Extracted rows:
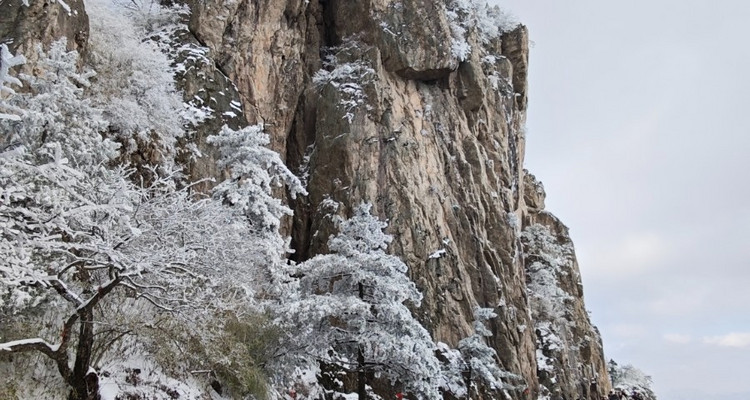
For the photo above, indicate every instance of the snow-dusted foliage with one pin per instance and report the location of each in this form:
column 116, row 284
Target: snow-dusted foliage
column 549, row 260
column 8, row 61
column 348, row 78
column 255, row 171
column 481, row 360
column 466, row 15
column 135, row 84
column 103, row 274
column 631, row 381
column 351, row 312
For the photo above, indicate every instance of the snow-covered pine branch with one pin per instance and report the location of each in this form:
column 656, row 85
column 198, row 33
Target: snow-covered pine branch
column 350, row 311
column 78, row 234
column 481, row 362
column 8, row 61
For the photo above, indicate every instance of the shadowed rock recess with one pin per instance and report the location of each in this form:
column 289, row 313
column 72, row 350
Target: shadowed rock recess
column 369, row 101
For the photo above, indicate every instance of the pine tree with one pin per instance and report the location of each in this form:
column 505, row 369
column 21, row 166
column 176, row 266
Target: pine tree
column 351, row 312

Set task: Can you reproduce all of the rows above word for word, leaving out the pictures?

Completed task:
For the photo above, indicate every instance of the snow-dusted foliage with one pin per instance and report the location of each in this form:
column 116, row 284
Target: snow-dusted foliage
column 549, row 260
column 8, row 61
column 348, row 78
column 255, row 171
column 481, row 360
column 466, row 15
column 135, row 84
column 103, row 274
column 631, row 381
column 351, row 312
For the photo above, indicate every instance of the snow-covered pine branch with one pin per instance and report the location of each in this form:
column 656, row 85
column 198, row 33
Target: snow-covered pine branch
column 350, row 311
column 78, row 234
column 481, row 362
column 8, row 61
For the photo above, indicate every instance of the shadowed rock recess with one pin per instance and report the location of each in this form:
column 289, row 313
column 72, row 350
Target: shadowed rock recess
column 369, row 101
For the photo above, indicate every instance of the pine tree with one pin per instance and report the location of each in this form:
column 505, row 369
column 21, row 166
column 176, row 266
Target: pine tree
column 351, row 312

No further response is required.